[[ READING PASSAGE, beginning ]]
Half of Patients With High-Deductible Health Plans Have Received a Surprise Medical Bill


High-deductible health plans can create patient problems with billing estimates and medical debt

A survey from AKASA and YouGov found that many patients with high-deductible health plans (HDHPs) had problems with surprise medical bills, inaccurate estimates, and financial hardship.

Of the 2,000 Americans ask if they had received a surprise medical bill, 50% of those with employer-sponsored HDHPs said they had. When it came to obtaining accurate estimates compared to the final medical bill, 53% of individuals with HDHPs said they received bills that did not match the estimates provided.

“Surprise medical bills are never pleasant, leaving patients with financial burdens they didn’t expect,” said Amy Raymond, VP of revenue cycle operations at AKASA, in a statement. “Often, these bills go unpaid, too, which impacts the patient's credit, and costs the health care system. With health care systems often struggling to find enough funding as is, surprise medical bills are a lose-lose for everyone involved.”

In terms of medical debt, respondents were asked: “Have you ever been harassed by a debt collection agency on a medical bill?”34% of individuals with HDHPs said they have been harassed by a medical debt collector before, while 44% of individuals with HDHPs said they experienced financial hardship from medical bills.
[[ READING PASSAGE, end ]]
[[ INFORMATION PROVIDED, beginning ]]
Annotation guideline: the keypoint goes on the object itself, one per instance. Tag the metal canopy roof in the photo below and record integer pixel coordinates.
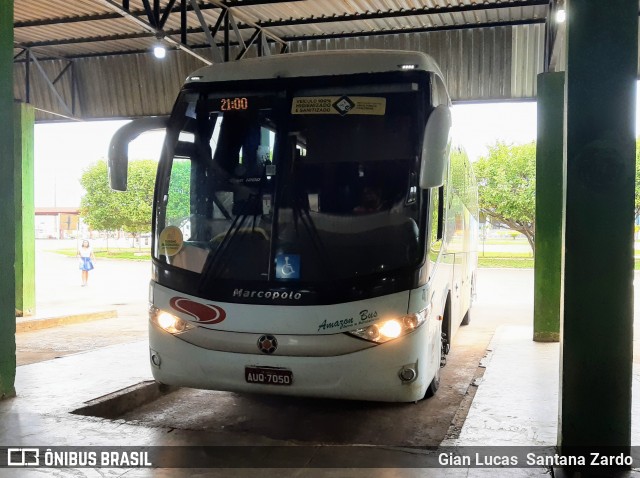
[[ INFORMATION PROVIDED, end ]]
■ SET OF TASKS:
**A.** Reproduce the article on surprise medical bills from "High-deductible health plans can" to "and financial hardship.".
**B.** Decide whether each statement agrees with the article on surprise medical bills, answering yes or no and quoting the words that settle it: (i) The survey was carried out by AKASA and YouGov. (ii) Of individuals with HDHPs, 53% reported being harassed by a medical debt collector. (iii) Amy Raymond holds the post of VP of revenue cycle operations at AKASA.
**C.** Write the next part of the article on surprise medical bills, picking up after its final sentence.
The material that accompanies the article on surprise medical bills has no connection to it.

■ ANSWERS PROVIDED:
**A.**
High-deductible health plans can create patient problems with billing estimates and medical debt

A survey from AKASA and YouGov found that many patients with high-deductible health plans (HDHPs) had problems with surprise medical bills, inaccurate estimates, and financial hardship.

**B.**
(i) Yes: "A survey from AKASA and YouGov found that many patients with high-deductible health plans (HDHPs) had problems with surprise medical bills, inaccurate estimates, and financial hardship."
(ii) No: "34% of individuals with HDHPs said they have been harassed by a medical debt collector before"
(iii) Yes: "said Amy Raymond, VP of revenue cycle operations at AKASA, in a statement"

**C.**
“Enrollment in high deductible health plans grew 43% from 2014 to 2019, and with it has come a similar rise in patient responsibility for payments,” said Raymond. “With high health insurance premiums, deductibles, and cost of care, patients are shouldering more of the financial burden of healthcare. This has led to increasing rates of bad debt for hospitals and health systems. Providers must modernize their systems with options that drive more consistent patient behaviors in paying for services.

“Through automation technology, the upfront financial clearance work can be done instantly and accurately every time, facilitating a proactive and patient-friendly conversation to set expectations upfront. Organizations can calculate an estimate of the costs to understand better what a patient’s balance will be — and increase the likelihood that they will pay or get access to financial counseling if necessary.”